─── MATERIAL SUPPLIED ───

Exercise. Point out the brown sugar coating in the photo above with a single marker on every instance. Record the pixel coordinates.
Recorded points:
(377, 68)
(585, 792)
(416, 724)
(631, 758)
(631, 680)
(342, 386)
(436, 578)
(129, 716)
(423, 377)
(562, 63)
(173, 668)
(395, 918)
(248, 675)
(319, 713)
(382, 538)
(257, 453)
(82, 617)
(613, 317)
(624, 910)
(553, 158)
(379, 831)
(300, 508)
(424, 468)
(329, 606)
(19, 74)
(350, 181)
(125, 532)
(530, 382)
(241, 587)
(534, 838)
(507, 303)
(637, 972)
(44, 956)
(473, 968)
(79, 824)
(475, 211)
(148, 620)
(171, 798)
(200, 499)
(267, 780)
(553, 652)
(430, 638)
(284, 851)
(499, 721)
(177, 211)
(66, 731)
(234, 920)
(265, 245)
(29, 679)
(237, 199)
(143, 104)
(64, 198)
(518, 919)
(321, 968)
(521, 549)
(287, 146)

───

**PROBLEM DESCRIPTION**
Write every entry out again. Leave each one exactly as it is.

**EXERCISE SOLUTION**
Exercise. Point out the brown sugar coating in the photo above with a single marker on every instance. Record the pixel coordinates.
Recorded points:
(377, 68)
(585, 792)
(416, 724)
(631, 758)
(631, 680)
(342, 386)
(436, 578)
(129, 716)
(423, 377)
(562, 63)
(173, 668)
(395, 918)
(248, 675)
(319, 713)
(382, 538)
(257, 453)
(82, 617)
(613, 317)
(624, 910)
(553, 158)
(379, 831)
(300, 508)
(424, 468)
(329, 606)
(19, 74)
(350, 181)
(125, 532)
(530, 382)
(241, 587)
(534, 838)
(507, 303)
(637, 972)
(44, 956)
(473, 968)
(79, 824)
(475, 211)
(148, 620)
(171, 798)
(200, 499)
(267, 780)
(553, 652)
(430, 638)
(284, 851)
(499, 721)
(177, 211)
(66, 731)
(234, 920)
(265, 245)
(29, 679)
(237, 199)
(143, 104)
(64, 198)
(518, 919)
(321, 968)
(521, 549)
(287, 146)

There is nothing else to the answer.